Avrò avuto una ventina di anni quando fui invitato a vedere le opere di un’amica, straordinaria miniaturista, nella sua casa sulle colline fiorentine. I suoi quadri misuravano, cornice in stile compresa, 6 o al massimo 7 cm per lato. Nature morte, fiori, interni arredati… tutti dipinti ad olio con un dettaglio impressionante. Aveva appreso l’arte della miniatura dal padre e si guadagnava da vivere con la vendita di questi piccoli capolavori.
Nella scelta di alcuni piccoli quadri da acquistare, il mio sguardo si posò su un’immagine fotografica di una giovane donna, molto più grande delle miniature appese sull’altra parete. La posa ben composta nella foto era bizzarra: la giovane, con gli occhi chiusi, sembrava essersi addormentata in un letto decisamente stretto. Chiesi chi fosse e la risposta dell’amica mi fece gelare il sangue: “Ah sì, quella è la foto di mia sorella morta, prima di chiudere la bara, da noi si usa così.” Mi spiegò inoltre che in alcune famiglie della sua zona in Svizzera era usanza fare una foto post mortem con il parente defunto, posizionato in una posa familiare, come se fosse vivo, con gli occhi aperti (a volte dipinti). Questo diventava un modo per conservare un’immagine del parente e tenerlo, diciamo, “vivo” nella memoria.

----------

■ **Obiettivo dichiarato A**
Nel brano sulla miniaturista, quanto misuravano i quadri dell'amica, cornice compresa?
■ **Obiettivo dichiarato B**
Riassumi in due frasi il brano sulla miniaturista.
■ **Obiettivo dichiarato C**
Per favore, scrivi il seguito del brano sulla miniaturista a partire dall'ultima frase.

----------

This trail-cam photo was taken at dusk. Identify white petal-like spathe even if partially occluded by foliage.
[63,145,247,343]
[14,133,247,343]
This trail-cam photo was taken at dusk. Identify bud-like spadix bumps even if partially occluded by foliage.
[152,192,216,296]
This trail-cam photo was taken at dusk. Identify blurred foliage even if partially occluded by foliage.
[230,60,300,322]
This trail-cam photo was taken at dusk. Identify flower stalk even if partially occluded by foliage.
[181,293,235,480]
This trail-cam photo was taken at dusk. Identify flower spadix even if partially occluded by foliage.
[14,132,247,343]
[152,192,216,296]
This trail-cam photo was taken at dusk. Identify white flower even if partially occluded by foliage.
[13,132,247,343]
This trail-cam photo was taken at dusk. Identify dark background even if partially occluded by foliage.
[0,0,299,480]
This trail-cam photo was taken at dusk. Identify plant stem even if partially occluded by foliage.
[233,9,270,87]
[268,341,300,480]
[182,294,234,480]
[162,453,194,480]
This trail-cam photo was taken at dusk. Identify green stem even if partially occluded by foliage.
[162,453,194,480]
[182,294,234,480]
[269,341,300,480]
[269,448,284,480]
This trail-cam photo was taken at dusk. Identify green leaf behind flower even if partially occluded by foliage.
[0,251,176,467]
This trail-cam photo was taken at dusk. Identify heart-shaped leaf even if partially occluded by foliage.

----------

■ **Risposta scritta A**
Misuravano 6 o al massimo 7 cm per lato.

■ **Risposta scritta B**
Verso i vent'anni, chi racconta visitò sulle colline fiorentine un'amica miniaturista che dipingeva a olio quadretti di 6 o 7 cm per lato e viveva della loro vendita. Lì notò la foto di una giovane donna con gli occhi chiusi, che l'amica disse essere la sorella morta, ritratta prima della chiusura della bara secondo un'usanza di alcune famiglie della sua zona in Svizzera per conservarne il ricordo.

■ **Risposta scritta C**
Ho appreso successivamente che la fotografia post mortem, o “memento mori”, era una pratica piuttosto diffusa tra la metà del XIX e i primi del XX secolo; un modo per onorare i defunti e tramandarne il ricordo alle generazioni future. A me parve allora, e la ritengo ancora oggi, una pratica macabra e scioccante.
Va considerato che le fotografie “memento mori” erano realizzate esclusivamente da fotografi professionisti specializzati nel ritrarre i morti. Nella maggior parte dei casi, vista l’elevata mortalità infantile, si trattava di bambini ritratti come se dormissero, tenendo in mano un giocattolo o appoggiati su un cuscino di fiori. Era necessaria una sala di posa, scenografia e abilità di ritocco dell’immagine. Questa pratica aveva un certo valore commerciale. Alcuni fotografi, per aumentare il compenso, sperimentavano composizioni più complesse, inserendo nella scenografia elementi simbolici come fiori, croci o oggetti personali del defunto, ritoccando persino le guance per dare un colorito più sano.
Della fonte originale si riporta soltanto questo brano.